Text section =>

===

Search
Close this search box.

I’ll Stop Politicizing Tragedies if You Stop Ignoring Them

How dare you politicize a tragedy like this! This is not the time! You can’t even wait until the bodies are in the ground!

I heard that again today.

I knew I would.

And honestly, that would be nice.

I’d really like to have that option.

I wish I could give every single one of the those beautiful children the personal attention they deserve.

I’d like to spend time telling each of their stories in the greatest of detail; to find out what they loved to do, their favorite restaurants, the movies they liked, the people they dreamed of being when they grew up.

I’d like to see the pictures they had on their bedroom walls, to learn the names of their dogs and secret crushes, to hear about the specific idiosyncrasies that only those who know them well understand.

I wish I could talk to their parents and their best friends and their favorite uncles, so that I could paint a fitting portrait of every one of their vibrant, beautiful lives enough to eulogize them properly.

I’d like to to pause and try to let us all catch our breath from something so terribly breathtaking.

But that’s the problem: there simply isn’t time.

There isn’t time to “wait until the bodies are in the ground,” because by the time that happens there will be more shootings.

This is the stunning regularity of death here now. 

By the time we mourn them, there will be more students or shoppers or church members or moviegoers or music fans or tourists to grieve over.

There will be more hallways riddled with bullets, more terrifying phone video taken by young people whose classrooms became war zones, more Breaking News of an active shooter, more frantic texts from parents to their sons and daughters that will not be returned.

===

Tasks to complete =>
(A) Reproduce the passage of the essay on politicizing tragedies from "I’ll Stop Politicizing" up to and including "attention they deserve.".
(B) Write the next part of the essay on politicizing tragedies, picking up after its final sentence.

===

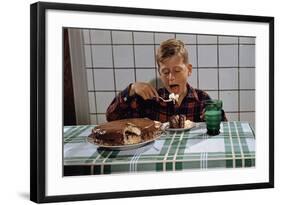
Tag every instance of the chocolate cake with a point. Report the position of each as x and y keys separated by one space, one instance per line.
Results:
x=126 y=131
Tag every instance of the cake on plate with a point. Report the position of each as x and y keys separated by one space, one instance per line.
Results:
x=126 y=131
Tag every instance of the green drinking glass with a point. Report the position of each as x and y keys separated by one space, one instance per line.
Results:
x=213 y=116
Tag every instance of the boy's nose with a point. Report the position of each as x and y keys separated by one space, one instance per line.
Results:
x=171 y=77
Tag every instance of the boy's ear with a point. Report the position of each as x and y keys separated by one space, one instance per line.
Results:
x=189 y=68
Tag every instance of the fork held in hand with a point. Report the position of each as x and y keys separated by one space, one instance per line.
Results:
x=169 y=100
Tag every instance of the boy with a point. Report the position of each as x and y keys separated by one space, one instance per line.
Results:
x=141 y=99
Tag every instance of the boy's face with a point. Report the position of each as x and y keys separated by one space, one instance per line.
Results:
x=174 y=73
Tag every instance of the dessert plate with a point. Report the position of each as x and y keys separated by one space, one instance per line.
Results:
x=124 y=147
x=186 y=128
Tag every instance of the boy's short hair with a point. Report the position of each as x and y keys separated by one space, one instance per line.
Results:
x=170 y=48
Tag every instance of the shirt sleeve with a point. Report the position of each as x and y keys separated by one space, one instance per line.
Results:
x=123 y=106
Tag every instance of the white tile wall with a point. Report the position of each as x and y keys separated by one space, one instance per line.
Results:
x=103 y=100
x=90 y=80
x=230 y=100
x=92 y=102
x=228 y=78
x=122 y=37
x=232 y=116
x=205 y=39
x=247 y=78
x=187 y=38
x=192 y=54
x=207 y=56
x=123 y=78
x=159 y=37
x=100 y=82
x=228 y=55
x=143 y=38
x=144 y=56
x=247 y=100
x=247 y=55
x=248 y=117
x=208 y=79
x=100 y=37
x=123 y=56
x=88 y=57
x=228 y=40
x=102 y=56
x=228 y=71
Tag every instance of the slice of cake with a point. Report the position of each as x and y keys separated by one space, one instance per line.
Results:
x=126 y=131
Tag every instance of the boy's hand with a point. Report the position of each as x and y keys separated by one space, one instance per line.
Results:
x=145 y=90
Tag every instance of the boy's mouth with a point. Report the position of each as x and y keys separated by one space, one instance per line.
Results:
x=175 y=88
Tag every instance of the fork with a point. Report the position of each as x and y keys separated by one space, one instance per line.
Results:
x=169 y=100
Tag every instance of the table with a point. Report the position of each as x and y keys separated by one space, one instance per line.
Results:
x=234 y=147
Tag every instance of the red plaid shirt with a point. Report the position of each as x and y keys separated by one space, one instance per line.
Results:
x=125 y=106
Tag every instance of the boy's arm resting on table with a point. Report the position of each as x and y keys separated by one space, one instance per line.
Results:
x=123 y=106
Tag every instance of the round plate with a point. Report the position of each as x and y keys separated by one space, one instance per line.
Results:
x=124 y=147
x=167 y=128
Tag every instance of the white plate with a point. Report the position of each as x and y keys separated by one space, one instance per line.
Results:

===

Outputs =>
(A)
I’ll Stop Politicizing Tragedies if You Stop Ignoring Them

How dare you politicize a tragedy like this! This is not the time! You can’t even wait until the bodies are in the ground!

I heard that again today.

I knew I would.

And honestly, that would be nice.

I’d really like to have that option.

I wish I could give every single one of the those beautiful children the personal attention they deserve.

(B)
And by the time we’ve had a chance to grieve and bury the children killed today—there will be more dead children.

And on that terrible day, just like today, you will tell me this isn’t the time.
You’ll again chastise me for being insensitive.
You’ll again feign offense and accuse me of politicizing a tragedy.
You’ll pretend that you actually give a damn about the memories of these children or the pain of their families, or the fact that kids are once again huddled in cafeterias and gymnasiums and homerooms while you tell me it’s too soon to talk about how wrong this all is.

And in this time you’ve scolded me to wait silently through, millions of dollars will flow directly from the NRA to the very politicians charged with protecting these children who will die.
In that time of silent waiting, gun advocates will generate every false narrative to blame the carnage on Muslims or immigrants or Liberals; to place culpability somewhere else, anywhere else but where it belongs.
In that time you’re telling me to be silent, people will be easily buying assault weapons and planning the next atrocity, while the people who love and sell and profit from guns try and wash the blood from their hands.

And in the time it takes to properly grieve and mourn these children killed today—you will have forgotten about them.
You will have moved on.
They will be yesterday’s news.
The nightmares of this day will have been replaced by another round of terrified teachers, of distraught parents speeding toward schools, of hollow thoughts and prayers from politicians tone policing my outrage and doing nothing else.

By the time we bury these sons and daughters, there will be another set of bodies awaiting the ground.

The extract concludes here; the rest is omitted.